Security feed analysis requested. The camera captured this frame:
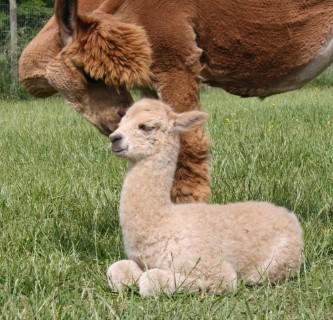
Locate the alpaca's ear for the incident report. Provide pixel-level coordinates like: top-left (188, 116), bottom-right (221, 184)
top-left (55, 0), bottom-right (78, 47)
top-left (75, 14), bottom-right (153, 89)
top-left (173, 111), bottom-right (208, 132)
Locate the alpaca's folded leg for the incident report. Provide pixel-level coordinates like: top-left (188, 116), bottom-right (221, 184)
top-left (107, 260), bottom-right (143, 292)
top-left (193, 261), bottom-right (238, 293)
top-left (209, 261), bottom-right (238, 293)
top-left (138, 269), bottom-right (187, 297)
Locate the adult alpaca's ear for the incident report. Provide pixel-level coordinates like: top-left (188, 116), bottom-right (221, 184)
top-left (173, 111), bottom-right (209, 132)
top-left (74, 14), bottom-right (153, 89)
top-left (55, 0), bottom-right (78, 47)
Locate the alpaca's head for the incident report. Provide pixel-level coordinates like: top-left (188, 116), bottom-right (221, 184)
top-left (109, 99), bottom-right (208, 161)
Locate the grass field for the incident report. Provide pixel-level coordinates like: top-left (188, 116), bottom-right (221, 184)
top-left (0, 87), bottom-right (332, 319)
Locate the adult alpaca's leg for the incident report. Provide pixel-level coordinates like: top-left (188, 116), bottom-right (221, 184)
top-left (175, 127), bottom-right (210, 203)
top-left (107, 260), bottom-right (143, 291)
top-left (156, 69), bottom-right (211, 203)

------------------------------------------------------------

Please repeat every record exactly as it stands, leaving out any pictures.

Security feed analysis requested. The camera captured this frame:
Locate the alpaca's ear for the incident report. Provide pixel-level coordinates like: top-left (188, 116), bottom-right (221, 184)
top-left (55, 0), bottom-right (78, 47)
top-left (75, 14), bottom-right (153, 89)
top-left (173, 111), bottom-right (208, 132)
Locate the alpaca's folded leg for the incident report. Provide pixel-level coordinates like: top-left (188, 116), bottom-right (221, 184)
top-left (107, 260), bottom-right (143, 292)
top-left (193, 261), bottom-right (238, 293)
top-left (209, 261), bottom-right (238, 293)
top-left (138, 269), bottom-right (187, 297)
Locate the adult alpaca's ear for the incident report. Provide pixel-level coordinates like: top-left (188, 116), bottom-right (221, 184)
top-left (173, 111), bottom-right (209, 132)
top-left (74, 14), bottom-right (153, 89)
top-left (55, 0), bottom-right (78, 47)
Locate the alpaca's head for the incident report. Provide pixel-level coordinates like: top-left (188, 116), bottom-right (221, 184)
top-left (109, 99), bottom-right (208, 161)
Locate the grass field for the incident report. Provide pixel-level coordinates like: top-left (188, 116), bottom-right (221, 184)
top-left (0, 87), bottom-right (332, 319)
Locate the adult alpaca's leg for the incident report. Provide pixel-level coordinates like: top-left (188, 116), bottom-right (221, 184)
top-left (175, 127), bottom-right (210, 203)
top-left (107, 260), bottom-right (143, 291)
top-left (156, 69), bottom-right (211, 203)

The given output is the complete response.